DATASET RECORDS section start

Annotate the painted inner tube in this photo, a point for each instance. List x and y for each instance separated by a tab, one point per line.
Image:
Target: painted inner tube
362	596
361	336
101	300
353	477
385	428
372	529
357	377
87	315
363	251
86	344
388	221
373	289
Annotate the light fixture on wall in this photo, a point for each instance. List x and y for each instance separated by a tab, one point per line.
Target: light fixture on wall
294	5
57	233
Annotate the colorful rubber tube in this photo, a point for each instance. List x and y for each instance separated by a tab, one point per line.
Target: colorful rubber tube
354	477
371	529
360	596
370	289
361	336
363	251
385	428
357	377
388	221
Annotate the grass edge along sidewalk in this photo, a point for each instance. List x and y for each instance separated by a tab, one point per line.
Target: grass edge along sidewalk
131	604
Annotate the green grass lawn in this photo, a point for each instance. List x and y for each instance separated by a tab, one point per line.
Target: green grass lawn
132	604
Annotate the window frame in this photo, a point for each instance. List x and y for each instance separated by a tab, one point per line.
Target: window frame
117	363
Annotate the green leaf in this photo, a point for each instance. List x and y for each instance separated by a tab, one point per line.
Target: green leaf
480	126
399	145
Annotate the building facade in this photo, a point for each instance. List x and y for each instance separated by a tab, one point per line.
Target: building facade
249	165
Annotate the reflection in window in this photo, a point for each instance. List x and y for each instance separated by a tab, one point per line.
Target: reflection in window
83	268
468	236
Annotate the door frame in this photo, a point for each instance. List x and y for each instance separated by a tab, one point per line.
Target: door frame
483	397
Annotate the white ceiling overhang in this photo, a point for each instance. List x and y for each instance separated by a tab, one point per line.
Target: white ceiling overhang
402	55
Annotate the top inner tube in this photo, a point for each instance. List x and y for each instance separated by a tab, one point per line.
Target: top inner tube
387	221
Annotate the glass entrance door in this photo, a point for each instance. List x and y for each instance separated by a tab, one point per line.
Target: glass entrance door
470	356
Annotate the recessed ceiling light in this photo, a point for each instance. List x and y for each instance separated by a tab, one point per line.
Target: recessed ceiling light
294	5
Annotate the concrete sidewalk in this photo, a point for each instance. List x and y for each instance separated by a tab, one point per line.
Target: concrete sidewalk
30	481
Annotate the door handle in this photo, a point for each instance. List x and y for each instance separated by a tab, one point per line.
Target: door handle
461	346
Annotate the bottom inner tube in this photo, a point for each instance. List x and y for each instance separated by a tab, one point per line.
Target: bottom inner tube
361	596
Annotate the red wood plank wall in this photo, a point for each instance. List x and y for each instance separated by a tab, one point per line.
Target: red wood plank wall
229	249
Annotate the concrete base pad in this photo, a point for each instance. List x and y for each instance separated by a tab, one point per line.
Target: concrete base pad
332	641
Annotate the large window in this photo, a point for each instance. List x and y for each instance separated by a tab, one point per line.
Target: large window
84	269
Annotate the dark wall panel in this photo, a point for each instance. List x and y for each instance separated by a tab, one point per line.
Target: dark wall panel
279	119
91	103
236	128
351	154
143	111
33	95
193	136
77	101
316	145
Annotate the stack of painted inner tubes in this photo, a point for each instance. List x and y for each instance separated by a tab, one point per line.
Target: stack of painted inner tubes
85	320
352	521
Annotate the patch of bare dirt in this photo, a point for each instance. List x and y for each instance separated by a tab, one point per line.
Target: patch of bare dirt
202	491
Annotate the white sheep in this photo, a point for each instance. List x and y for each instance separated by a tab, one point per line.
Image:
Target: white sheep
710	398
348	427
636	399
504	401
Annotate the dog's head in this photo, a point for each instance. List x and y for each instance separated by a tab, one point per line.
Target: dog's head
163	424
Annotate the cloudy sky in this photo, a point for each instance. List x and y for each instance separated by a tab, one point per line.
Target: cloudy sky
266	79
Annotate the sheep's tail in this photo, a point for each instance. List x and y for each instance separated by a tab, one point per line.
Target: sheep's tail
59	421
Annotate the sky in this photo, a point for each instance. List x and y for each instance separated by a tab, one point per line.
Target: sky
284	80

DATASET RECORDS section end

WHAT THE EXERCISE ASKS
Leave out every line before the one containing "Target: sheep's tail"; set down that line and all remaining lines of the material exactly.

RESULT OF THE EXERCISE
Target: sheep's tail
59	421
Annotate the sky in this photo, a point for each instance. List x and y for each instance separated by a tab, one point per line.
Target: sky
284	80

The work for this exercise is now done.